Compiti ed esercizi
a) Rispondi a queste domande sull'articolo dedicato a Michael Maggi:
(i) Da quale giorno la serie è disponibile su Amazon Prime Video?
(ii) Quanti anni ha Michael Maggi e dove è cresciuto?
(iii) A quale mondo è dedicata la serie, e a quale realtà in particolare?
b) Prosegui l'articolo su Michael Maggi e la serie Those About to Die, riprendendo subito dopo l'ultima frase riportata.

Michael Maggi su Those About to Die: “È la realizzazione di un sogno”
Il giovane interprete fa parte del cast della nuova serie diretta da Roland Emmerich e Marco Kreuzpaintner, con protagonista Anthony Hopkins, disponibile su Amazon Prime Video da venerdì 19 luglio
Come nasce la carriera di un interprete? Come si evolve? Cosa significa inseguire un obbiettivo? A queste e a molte altre domande ha risposto Michael Maggi, l’attore trentunenne cresciuto nei pressi di Milano che, a partire da venerdì 19 luglio, troveremo in Those About to Die, la nuova serie tv distribuita da Amazon Prime Video che vede la partecipazione illustre di Anthony Hopkins, oltre a quella di altri grandi interpreti quali, ad esempio, Iwan Rheon (Il trono di spade), Jojo Macari (Sex Education), Tom Hughes (The English, Victoria) e Sara Martins (Non dirlo a nessuno, Delitti in Paradiso). Il progetto, una serie televisiva di produzione italo-tedesco-statunitense dedicata al mondo dell’antica Roma e, nello specifico, alla realtà delle arene e delle lotte tra gladiatori, è stato diretto da Marco Kreuzpaintner (Progetto Lazarus, Soulmates) e dal leggendario Roland Emmerich, noto per le regie di Independence Day (1996), Godzilla, The Day After Tomorrow, e altri ancora.

Dati grezzi

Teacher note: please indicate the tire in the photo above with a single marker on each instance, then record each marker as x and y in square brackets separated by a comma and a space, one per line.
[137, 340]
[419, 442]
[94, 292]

Soluzioni dei compiti
a)
(i) Da venerdì 19 luglio.
(ii) Ha trentun anni ed è cresciuto nei pressi di Milano.
(iii) Al mondo dell'antica Roma, in particolare alla realtà delle arene e delle lotte tra gladiatori.

b)
Partendo dai primi piccoli passi che lo hanno avvicinato al mondo del cinema e arrivando a descrivere la magniloquenza di una produzione internazionale che lo ha portato a contatto con quel mondo che egli sognava sin dai più lontani ricordi, Michael Maggi ha dato prova di tutta la passione che da sempre lo muove in direzione della macchina da presa. I sogni di un bambino determinato si trasformano in una realtà difficilmente credibile, quasi surreale, e descrivono un mondo che, sebbene spesso venga idealizzato come irraggiungibile, si rivela poi come una realtà in cui potersi sentire accolto, sostenuto, parte di una famiglia. Il giovane interprete si è mostrato, raccontando l’approdo a questa nuova esperienza che, dopo le sue partecipazioni a progetti molto eterogenei come Blocco 181, Another End e Io sono l’abisso, potrebbe rappresentare il vero slancio verso una carriera che, mossa dalla sua ambizione e dal suo talento, lo vedrebbe arrivare sempre più lontano.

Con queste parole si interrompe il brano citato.